* What needs to be done
Transcribe the records that follow exactly. Skip the pictures.

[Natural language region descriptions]

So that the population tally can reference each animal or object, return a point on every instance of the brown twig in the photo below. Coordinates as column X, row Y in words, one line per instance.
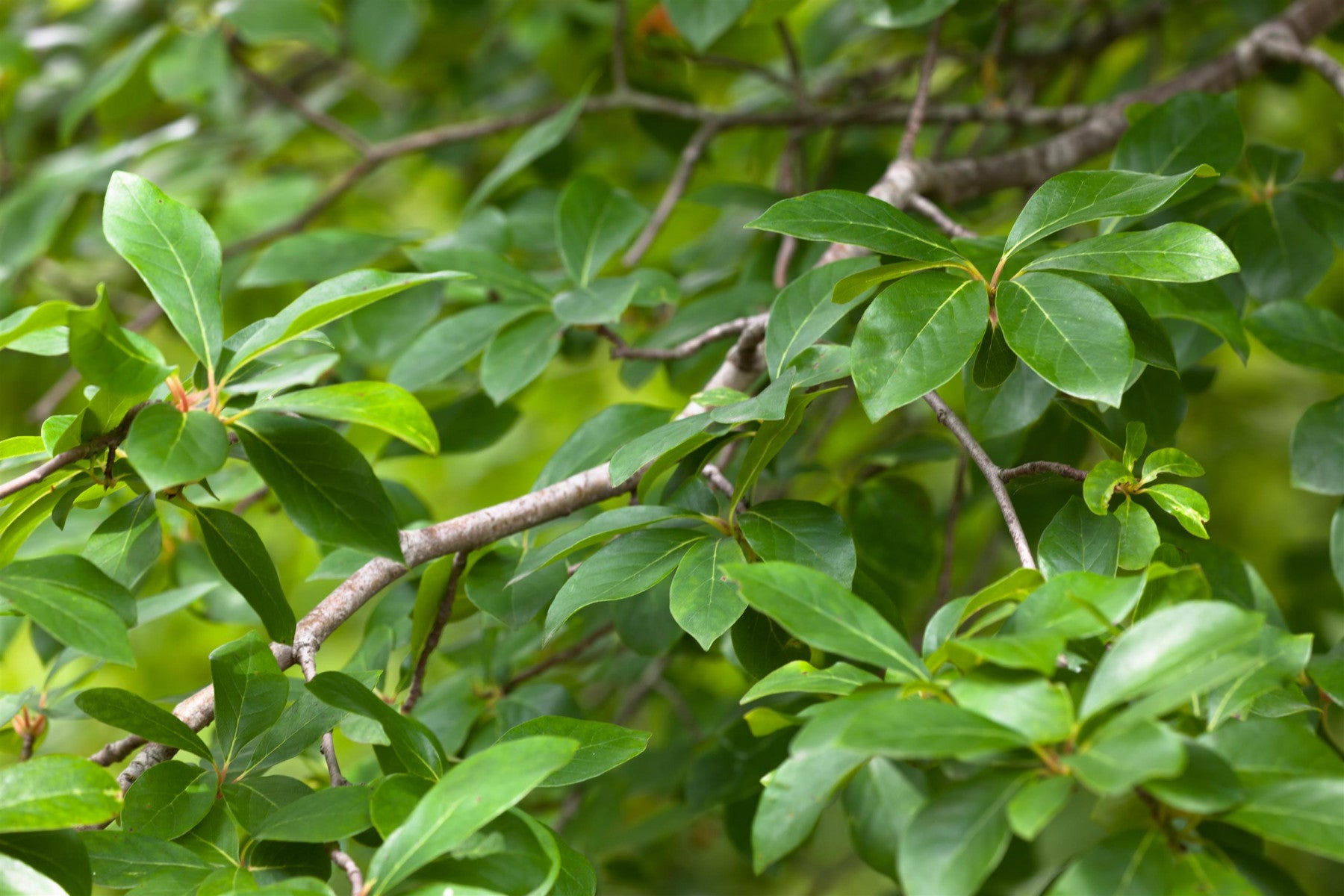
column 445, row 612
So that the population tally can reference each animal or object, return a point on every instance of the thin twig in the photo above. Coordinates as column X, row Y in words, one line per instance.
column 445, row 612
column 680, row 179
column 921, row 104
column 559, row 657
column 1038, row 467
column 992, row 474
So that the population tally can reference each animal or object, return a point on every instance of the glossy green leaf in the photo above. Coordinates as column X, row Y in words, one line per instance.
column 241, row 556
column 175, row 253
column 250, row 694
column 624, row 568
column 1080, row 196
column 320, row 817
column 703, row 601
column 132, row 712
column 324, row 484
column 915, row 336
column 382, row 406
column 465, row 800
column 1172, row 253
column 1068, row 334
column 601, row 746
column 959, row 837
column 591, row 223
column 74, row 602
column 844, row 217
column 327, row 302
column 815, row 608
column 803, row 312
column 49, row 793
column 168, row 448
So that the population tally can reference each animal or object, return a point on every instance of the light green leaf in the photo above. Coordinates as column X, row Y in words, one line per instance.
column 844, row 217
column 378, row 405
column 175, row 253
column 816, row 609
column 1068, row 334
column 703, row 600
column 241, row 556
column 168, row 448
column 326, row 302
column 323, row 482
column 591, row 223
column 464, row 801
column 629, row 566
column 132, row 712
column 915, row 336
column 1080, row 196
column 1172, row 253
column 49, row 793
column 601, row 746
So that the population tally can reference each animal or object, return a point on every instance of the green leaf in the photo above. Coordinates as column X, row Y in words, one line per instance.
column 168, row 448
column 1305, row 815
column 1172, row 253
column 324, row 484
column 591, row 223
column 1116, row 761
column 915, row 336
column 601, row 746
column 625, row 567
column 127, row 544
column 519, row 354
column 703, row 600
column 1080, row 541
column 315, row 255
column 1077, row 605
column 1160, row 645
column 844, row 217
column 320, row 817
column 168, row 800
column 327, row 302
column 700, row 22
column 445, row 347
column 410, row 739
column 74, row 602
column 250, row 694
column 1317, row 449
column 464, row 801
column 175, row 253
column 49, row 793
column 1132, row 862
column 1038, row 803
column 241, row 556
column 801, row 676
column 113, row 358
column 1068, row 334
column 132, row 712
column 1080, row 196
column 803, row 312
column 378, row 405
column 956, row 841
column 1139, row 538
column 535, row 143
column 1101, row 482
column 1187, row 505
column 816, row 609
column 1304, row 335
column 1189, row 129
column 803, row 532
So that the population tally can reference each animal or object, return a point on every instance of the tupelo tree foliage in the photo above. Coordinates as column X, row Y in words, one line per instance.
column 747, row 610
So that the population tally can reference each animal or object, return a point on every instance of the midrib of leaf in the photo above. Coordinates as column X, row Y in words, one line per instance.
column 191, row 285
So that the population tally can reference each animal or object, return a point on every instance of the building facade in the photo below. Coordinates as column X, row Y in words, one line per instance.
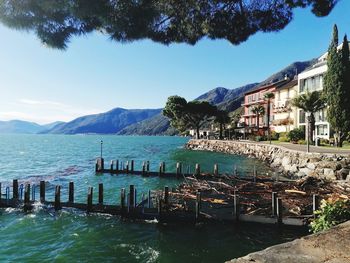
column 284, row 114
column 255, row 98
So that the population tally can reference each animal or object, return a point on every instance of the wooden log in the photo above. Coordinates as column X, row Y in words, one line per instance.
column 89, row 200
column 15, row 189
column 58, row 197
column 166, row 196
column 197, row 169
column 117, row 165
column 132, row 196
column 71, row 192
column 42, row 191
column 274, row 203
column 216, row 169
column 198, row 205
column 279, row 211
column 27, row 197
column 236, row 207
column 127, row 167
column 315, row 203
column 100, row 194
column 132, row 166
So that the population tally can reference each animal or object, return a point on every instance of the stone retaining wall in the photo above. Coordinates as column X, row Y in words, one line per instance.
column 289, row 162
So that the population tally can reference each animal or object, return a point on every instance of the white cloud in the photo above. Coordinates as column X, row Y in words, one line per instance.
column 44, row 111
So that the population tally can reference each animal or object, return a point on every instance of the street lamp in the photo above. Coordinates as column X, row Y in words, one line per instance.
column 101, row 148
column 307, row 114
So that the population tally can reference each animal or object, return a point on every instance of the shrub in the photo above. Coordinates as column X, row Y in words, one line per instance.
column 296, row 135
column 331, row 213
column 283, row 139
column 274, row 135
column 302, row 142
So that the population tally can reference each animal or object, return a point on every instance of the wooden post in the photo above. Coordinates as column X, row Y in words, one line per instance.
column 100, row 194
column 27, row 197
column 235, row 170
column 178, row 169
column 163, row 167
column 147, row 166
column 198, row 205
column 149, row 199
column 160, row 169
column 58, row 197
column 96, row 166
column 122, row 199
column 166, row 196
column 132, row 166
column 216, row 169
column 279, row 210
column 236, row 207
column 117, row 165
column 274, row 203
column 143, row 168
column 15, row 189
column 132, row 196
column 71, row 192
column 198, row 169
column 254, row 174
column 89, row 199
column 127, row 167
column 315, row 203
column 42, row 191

* Completed exercise
So that the population tally can reference each animal or object, return a point on every instance of the brown twig in the photo below. Coordinates as column X, row Y in words, one line per instance.
column 445, row 612
So that the population tally can reference each animal or object, return a point on every instance of the thin twig in the photo above. Coordinates as column X, row Y in words, one line per instance.
column 445, row 612
column 680, row 179
column 921, row 104
column 559, row 657
column 1038, row 467
column 992, row 474
So that the population tally can reference each animal or object, return a point on every instance of the glossy green leaf in the photo above. Coordinates as column X, row Y in words, one line per instance.
column 241, row 556
column 175, row 253
column 250, row 694
column 624, row 568
column 1080, row 196
column 320, row 817
column 703, row 601
column 132, row 712
column 324, row 484
column 915, row 336
column 382, row 406
column 465, row 800
column 1172, row 253
column 1068, row 334
column 601, row 746
column 959, row 837
column 591, row 223
column 74, row 602
column 844, row 217
column 327, row 302
column 815, row 608
column 803, row 312
column 49, row 793
column 168, row 448
So that the population tally can reference each animal or object, return a point on every instance of the light green leaf in the photo above. Coordinates as column X, row Y in words, one line per instance.
column 844, row 217
column 378, row 405
column 175, row 253
column 816, row 609
column 1068, row 334
column 703, row 600
column 241, row 556
column 168, row 448
column 326, row 302
column 323, row 482
column 591, row 223
column 464, row 801
column 629, row 566
column 132, row 712
column 915, row 336
column 1080, row 196
column 1172, row 253
column 49, row 793
column 601, row 746
So that the population tally can reference each animal or object, return a point on every instance of the green leaf in the photo above. Coordinates as column X, row Y in words, one line per instance.
column 168, row 448
column 1305, row 815
column 1172, row 253
column 324, row 484
column 591, row 223
column 1116, row 761
column 915, row 336
column 601, row 746
column 625, row 567
column 127, row 544
column 519, row 354
column 703, row 600
column 1080, row 541
column 315, row 255
column 1077, row 605
column 1160, row 645
column 844, row 217
column 320, row 817
column 168, row 800
column 327, row 302
column 700, row 22
column 445, row 347
column 410, row 739
column 74, row 602
column 250, row 694
column 1317, row 449
column 464, row 801
column 175, row 253
column 49, row 793
column 1132, row 862
column 1038, row 803
column 241, row 556
column 801, row 676
column 113, row 358
column 1068, row 334
column 132, row 712
column 1080, row 196
column 803, row 312
column 378, row 405
column 956, row 841
column 1139, row 538
column 535, row 143
column 1101, row 482
column 1187, row 505
column 816, row 609
column 1304, row 335
column 1189, row 129
column 803, row 532
So that the population tally can reference each animal or object, return a point on every instance of the tupelo tree foliage in the photo above. Coordinates as column X, row Y in words, one line per instance.
column 747, row 610
So that the population tally can reference each animal or object, return a point on every instance of the midrib of leaf in the photo above. Coordinates as column X, row Y in words, one line per instance.
column 191, row 285
So that the population tally can reference each animal or object, return a point on every instance of the building facade in the photo below. Coordinates as column X, row Y in words, one line per instance.
column 284, row 114
column 255, row 98
So that the population tally can reference each animal or object, return a point on every instance of the wooden log in the photo above. Coordinates as column X, row Y in words, one line per instance.
column 89, row 200
column 15, row 189
column 58, row 197
column 166, row 196
column 197, row 169
column 117, row 165
column 132, row 196
column 71, row 192
column 42, row 191
column 274, row 203
column 216, row 169
column 198, row 205
column 279, row 211
column 27, row 197
column 236, row 207
column 127, row 167
column 315, row 203
column 100, row 194
column 132, row 166
So that the population tally can reference each animal or object, return a point on every instance of the stone retaining wall in the photo above. Coordinates as column X, row Y in words, one line per instance.
column 289, row 162
So that the population tally can reference each animal or object, return a point on every instance of the white cloud in the photo above. Coordinates as column X, row Y in words, one line per instance.
column 44, row 111
So that the population tally can reference each animal or object, return a point on every instance of the street lamp in the photo above. Coordinates as column X, row Y in words, one line per instance.
column 101, row 148
column 307, row 114
So that the population tally can reference each animal or object, return a point on every instance of the shrub in the photo above. Coordinates as column X, row Y in words, one line per instance.
column 296, row 135
column 331, row 213
column 283, row 139
column 274, row 135
column 302, row 142
So that the population tally can reference each animal or object, return a point on every instance of the wooden post in the photo above. Coordinates as column X, row Y in words, one line per instance.
column 100, row 194
column 27, row 197
column 235, row 170
column 178, row 169
column 163, row 167
column 147, row 166
column 198, row 205
column 149, row 199
column 160, row 169
column 58, row 197
column 96, row 166
column 122, row 199
column 166, row 196
column 132, row 166
column 216, row 169
column 279, row 210
column 236, row 207
column 117, row 165
column 274, row 203
column 143, row 168
column 15, row 189
column 132, row 196
column 71, row 192
column 198, row 169
column 254, row 174
column 89, row 199
column 127, row 167
column 315, row 203
column 42, row 191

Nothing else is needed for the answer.